YOUR GOAL - In the post on abortion below, what way of having a family does the writer say they are considering?

EXCERPT PROVIDED -
____________

This may very well be the hardest, but one of the more important posts I write.
I feel the need to share my feelings surrounding the "late-term abortion" (a term I hate) controversy.
Let me start first with stating that I do not believe in abortion as a means of birth control. If you consciously choose to have sex, you should know that pregnancy is always a possible outcome (hello, did you have a high school Health class? Sex=babies) and you should be prepared to deal with that consequence. That being said, I also believe that it isn't necessarily my place to tell other people how to live their life. However, as someone considering adoption as a way to have a family, if you did choose to have sex and an unwanted pregnancy resulted I would hope that you would find a family to give your child to. Now, in cases of rape, where sex was not a young woman's choice, and she becomes pregnant, I firmly believe she should not have to extend the pain of her experience by continuing a pregnancy. Now, that covers my beliefs on abortion. Moving on to the actual subject at hand.

____________

GIVEN RECORDS -
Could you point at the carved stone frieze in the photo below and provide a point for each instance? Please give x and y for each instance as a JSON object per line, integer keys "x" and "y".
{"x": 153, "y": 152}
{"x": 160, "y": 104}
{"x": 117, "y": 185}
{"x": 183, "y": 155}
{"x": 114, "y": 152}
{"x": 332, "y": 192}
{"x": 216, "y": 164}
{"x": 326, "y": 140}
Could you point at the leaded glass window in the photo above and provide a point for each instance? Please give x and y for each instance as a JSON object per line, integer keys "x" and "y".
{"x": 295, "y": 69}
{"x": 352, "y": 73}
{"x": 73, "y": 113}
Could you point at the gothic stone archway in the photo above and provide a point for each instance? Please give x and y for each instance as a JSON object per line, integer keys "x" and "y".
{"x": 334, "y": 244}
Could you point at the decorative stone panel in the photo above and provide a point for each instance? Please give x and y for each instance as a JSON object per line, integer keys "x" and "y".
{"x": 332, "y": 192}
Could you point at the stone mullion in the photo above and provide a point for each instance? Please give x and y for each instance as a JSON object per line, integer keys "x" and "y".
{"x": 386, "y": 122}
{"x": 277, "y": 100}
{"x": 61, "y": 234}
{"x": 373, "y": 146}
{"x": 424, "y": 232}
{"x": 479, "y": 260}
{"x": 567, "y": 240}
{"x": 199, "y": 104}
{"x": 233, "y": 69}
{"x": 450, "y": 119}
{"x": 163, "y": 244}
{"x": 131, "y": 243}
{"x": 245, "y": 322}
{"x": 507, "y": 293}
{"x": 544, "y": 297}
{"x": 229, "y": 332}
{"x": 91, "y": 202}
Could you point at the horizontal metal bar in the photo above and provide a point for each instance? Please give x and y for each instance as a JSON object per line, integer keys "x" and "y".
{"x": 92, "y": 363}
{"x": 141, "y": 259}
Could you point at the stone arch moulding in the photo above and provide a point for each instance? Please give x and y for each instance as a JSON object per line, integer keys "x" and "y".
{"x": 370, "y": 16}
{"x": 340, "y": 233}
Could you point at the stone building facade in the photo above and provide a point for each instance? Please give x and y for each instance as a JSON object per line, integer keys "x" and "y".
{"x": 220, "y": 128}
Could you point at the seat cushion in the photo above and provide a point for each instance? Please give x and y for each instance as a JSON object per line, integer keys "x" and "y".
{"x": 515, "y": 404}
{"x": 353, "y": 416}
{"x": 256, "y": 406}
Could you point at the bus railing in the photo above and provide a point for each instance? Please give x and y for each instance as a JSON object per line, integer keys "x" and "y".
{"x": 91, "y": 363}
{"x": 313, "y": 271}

____________

YOUR RESPONSE - Adoption.